### Exercise aim
Return every line of the records below that contains the string "corn". Upper and lower case must match.

* * * * * * *

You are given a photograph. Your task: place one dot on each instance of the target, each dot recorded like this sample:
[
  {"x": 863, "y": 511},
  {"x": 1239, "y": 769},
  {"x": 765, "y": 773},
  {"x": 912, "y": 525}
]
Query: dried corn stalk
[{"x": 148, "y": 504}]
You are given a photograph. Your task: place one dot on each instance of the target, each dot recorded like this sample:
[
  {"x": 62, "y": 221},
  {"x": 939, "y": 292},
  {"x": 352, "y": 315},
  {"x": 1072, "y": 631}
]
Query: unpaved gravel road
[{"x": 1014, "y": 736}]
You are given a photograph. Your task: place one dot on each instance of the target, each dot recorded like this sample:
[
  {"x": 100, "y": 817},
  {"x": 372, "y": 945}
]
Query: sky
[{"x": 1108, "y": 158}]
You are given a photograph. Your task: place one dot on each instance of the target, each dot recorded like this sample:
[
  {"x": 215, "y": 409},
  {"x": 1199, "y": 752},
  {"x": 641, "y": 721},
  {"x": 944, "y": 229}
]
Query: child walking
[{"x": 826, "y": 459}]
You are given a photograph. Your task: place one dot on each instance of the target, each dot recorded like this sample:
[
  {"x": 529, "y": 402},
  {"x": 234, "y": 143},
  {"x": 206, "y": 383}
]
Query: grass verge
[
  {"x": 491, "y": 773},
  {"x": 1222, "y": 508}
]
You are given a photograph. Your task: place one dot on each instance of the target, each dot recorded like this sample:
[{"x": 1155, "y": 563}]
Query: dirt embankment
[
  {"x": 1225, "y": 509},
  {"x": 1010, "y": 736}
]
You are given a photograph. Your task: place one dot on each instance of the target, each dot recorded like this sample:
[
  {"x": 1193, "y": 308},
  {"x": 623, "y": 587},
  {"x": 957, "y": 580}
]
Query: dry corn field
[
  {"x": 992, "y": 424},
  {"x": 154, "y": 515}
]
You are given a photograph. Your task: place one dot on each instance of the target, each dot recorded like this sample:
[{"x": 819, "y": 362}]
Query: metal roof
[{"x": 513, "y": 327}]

* * * * * * *

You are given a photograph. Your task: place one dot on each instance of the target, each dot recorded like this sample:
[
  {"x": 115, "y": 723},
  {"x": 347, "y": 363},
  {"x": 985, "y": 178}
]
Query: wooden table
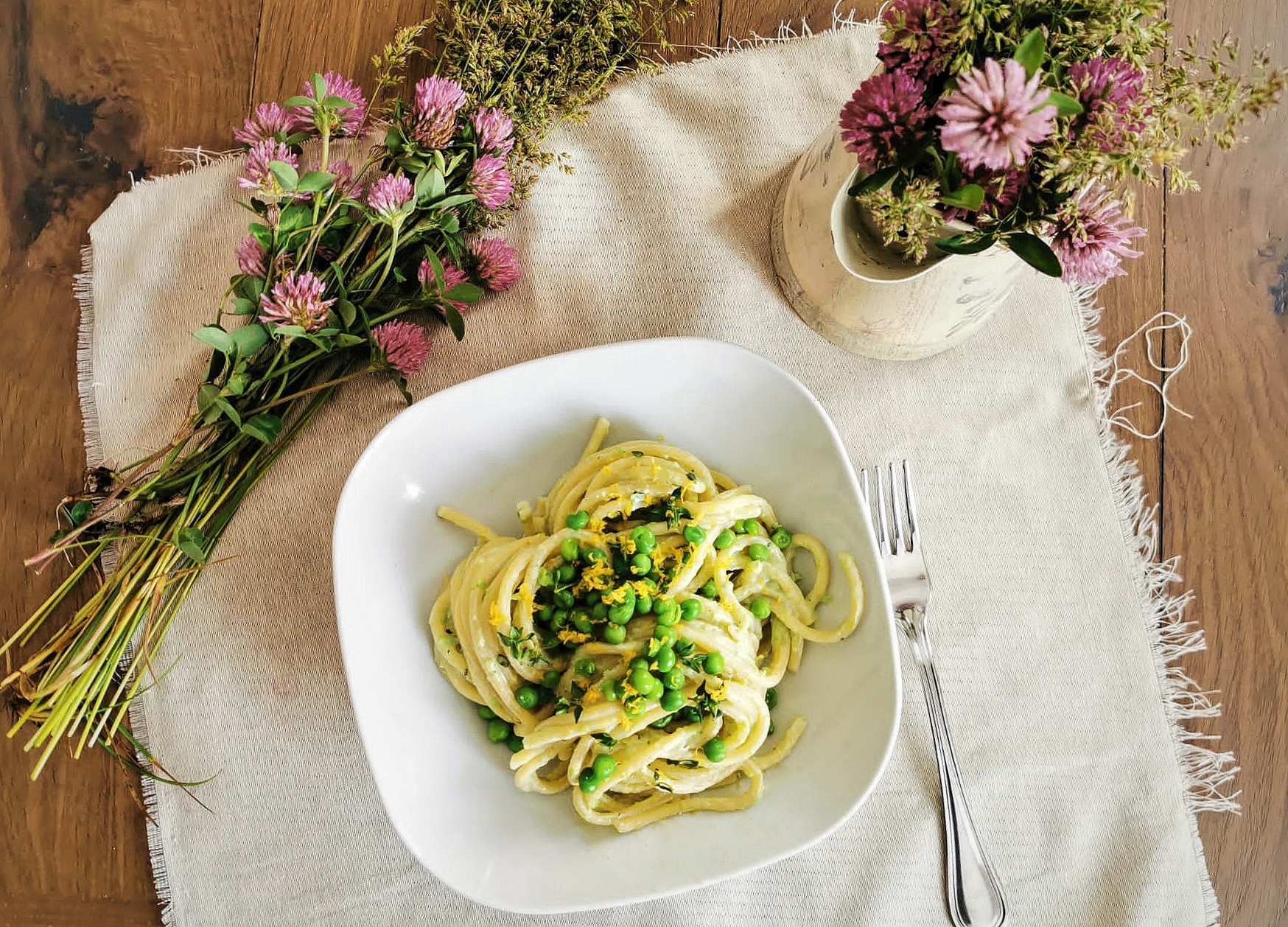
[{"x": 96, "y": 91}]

* * * * * * *

### The response
Query: dried corn stalk
Query: dry corn field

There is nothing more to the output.